**Set exercise A**
Convert everything in the entries from the line containing "compact shape [496,97]." down to the end of the entries into a Markdown table with the columns "Row" and "Line", leaving out blank lines.
*** Provided passage ***
The main contributions of this work are listed as follows:

• (1). EF planner

We proposed an efficient planner where front-end path finding is based on the environment feature points of obstacles, and the back-end trajectory optimization uses the convex hull property of a B-spline curve to ensure the safety of the trajectory from the corners of obstacles. Our planner can quickly find the shortest path and achieve a smooth and safe trajectory.

• (2). TTOA controller

Our developed controller is based on the CBF and can track the trajectory while avoiding moving obstacles in the environment with a small amount of computation without losing the original tracking.

• (3). EF-TTOA framework for a common environment

The EF-TTOA is a more general architecture that deals with the common environment. The new framework can make an autonomous UAV have both long-term planning ability and temporary adaptability.
***
**Set exercise B**
Rewrite everything in the UAV planning passage from "The main contributions" down to "and safe trajectory.", replacing "planner" with "navigator".
*** Source records ***
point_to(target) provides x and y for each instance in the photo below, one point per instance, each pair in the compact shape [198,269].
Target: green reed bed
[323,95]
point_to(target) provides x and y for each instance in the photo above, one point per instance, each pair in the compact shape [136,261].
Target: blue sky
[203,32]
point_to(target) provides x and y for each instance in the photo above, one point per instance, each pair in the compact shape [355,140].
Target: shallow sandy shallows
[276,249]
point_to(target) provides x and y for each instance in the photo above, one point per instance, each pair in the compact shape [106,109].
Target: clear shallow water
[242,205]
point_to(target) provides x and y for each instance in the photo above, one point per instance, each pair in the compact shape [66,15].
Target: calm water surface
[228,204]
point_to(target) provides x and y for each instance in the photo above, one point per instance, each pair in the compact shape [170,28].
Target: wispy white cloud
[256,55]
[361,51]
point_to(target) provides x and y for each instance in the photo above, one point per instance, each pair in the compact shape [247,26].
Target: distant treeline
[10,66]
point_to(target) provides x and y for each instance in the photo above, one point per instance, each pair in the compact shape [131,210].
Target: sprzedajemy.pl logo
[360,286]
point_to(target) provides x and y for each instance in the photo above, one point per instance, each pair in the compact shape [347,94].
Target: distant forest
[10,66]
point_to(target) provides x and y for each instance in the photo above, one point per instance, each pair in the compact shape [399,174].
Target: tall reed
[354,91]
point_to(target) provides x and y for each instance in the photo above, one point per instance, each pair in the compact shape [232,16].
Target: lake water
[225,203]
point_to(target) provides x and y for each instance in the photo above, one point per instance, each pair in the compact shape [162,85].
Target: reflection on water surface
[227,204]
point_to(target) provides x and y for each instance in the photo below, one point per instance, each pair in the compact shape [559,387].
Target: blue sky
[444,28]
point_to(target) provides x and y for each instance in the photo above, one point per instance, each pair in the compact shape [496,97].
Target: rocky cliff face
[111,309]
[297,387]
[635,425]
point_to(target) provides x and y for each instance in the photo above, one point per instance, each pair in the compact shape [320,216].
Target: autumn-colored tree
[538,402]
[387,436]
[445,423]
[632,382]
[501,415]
***
**Full output A**
| Row | Line |
|---|---|
| 1 | point_to(target) provides x and y for each instance in the photo above, one point per instance, each pair in the compact shape [496,97]. |
| 2 | Target: rocky cliff face |
| 3 | [111,309] |
| 4 | [297,387] |
| 5 | [635,425] |
| 6 | point_to(target) provides x and y for each instance in the photo above, one point per instance, each pair in the compact shape [320,216]. |
| 7 | Target: autumn-colored tree |
| 8 | [538,402] |
| 9 | [387,436] |
| 10 | [445,423] |
| 11 | [632,382] |
| 12 | [501,415] |

**Full output B**
The main contributions of this work are listed as follows:

• (1). EF navigator

We proposed an efficient navigator where front-end path finding is based on the environment feature points of obstacles, and the back-end trajectory optimization uses the convex hull property of a B-spline curve to ensure the safety of the trajectory from the corners of obstacles. Our navigator can quickly find the shortest path and achieve a smooth and safe trajectory.